EXERCISE DETAILS:
In the text about the song "Talk Dirty," shorten the paragraph beginning "The song received airplay" while keeping its main facts.

** Begin SOURCE EXTRACT **

"Talk Dirty" is a song by English musician John Entwistle, the former bassist for The Who. It was released in September 1981 as a single from his fifth solo studio album, Too Late the Hero (1981), on which he is also joined by guitarist Joe Walsh (who was a member of three commercially successful bands such as the James Gang, Barnstorm and the Eagles). He also joined by drummer Joe Vitale, who had a career dating back to the early 1970s.

The song received airplay in the United States on the album-oriented rock radio, and John Entwistle had a 1987 radio interview with Howard Stern about it. It later proved to become Entwistle's highest charting single release, peaking at number 41 on the Billboard Mainstream Rock chart.

** End SOURCE EXTRACT **
** Begin PROVIDED DATA **

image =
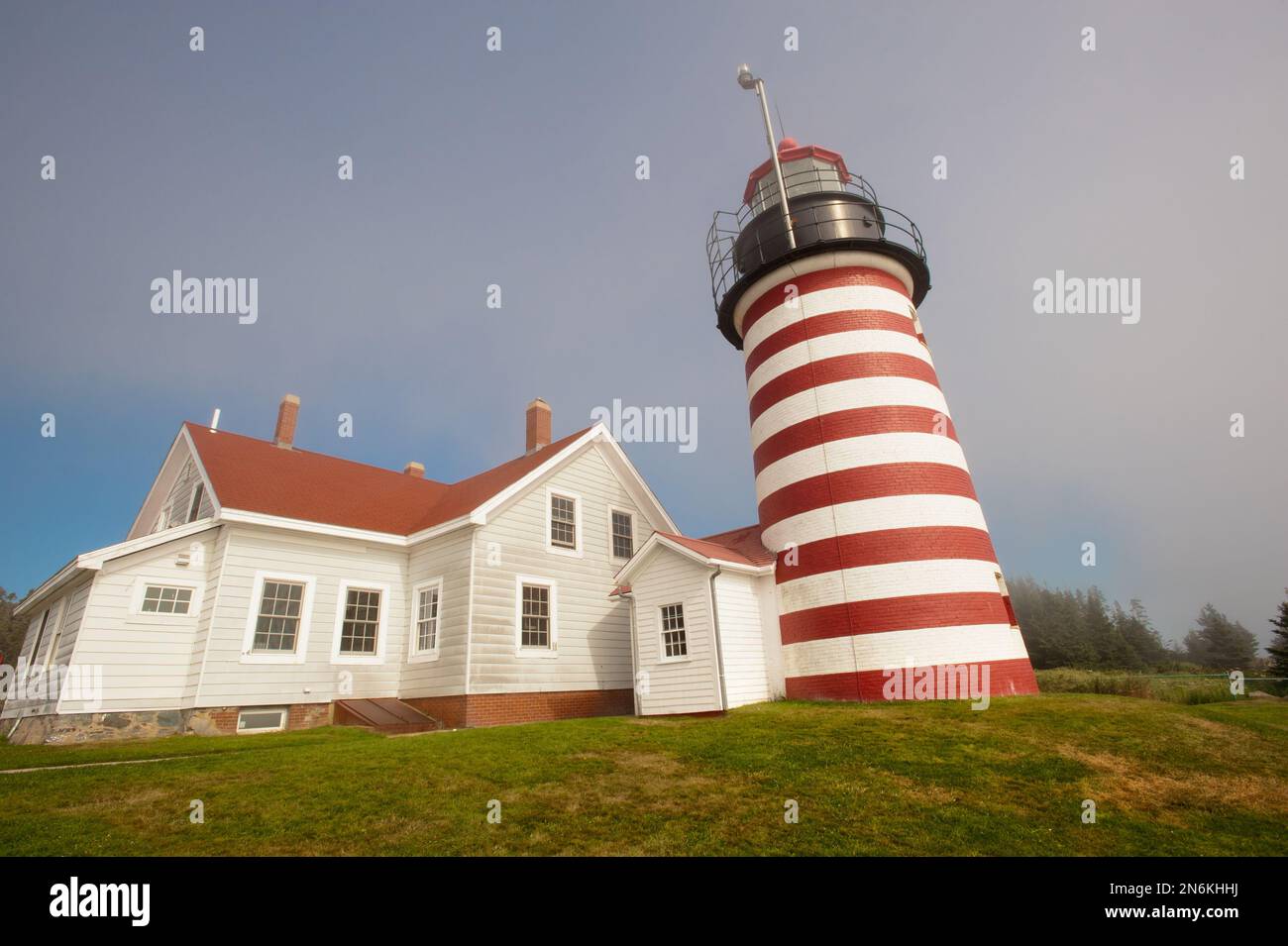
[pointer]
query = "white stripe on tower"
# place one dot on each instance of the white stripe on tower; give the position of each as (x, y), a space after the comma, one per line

** End PROVIDED DATA **

SOLUTION TO THIS EXERCISE:
The song got airplay on U.S. album-oriented rock radio, and Entwistle talked about it with Howard Stern in a 1987 radio interview. It became his highest-charting single, peaking at number 41 on the Billboard Mainstream Rock chart.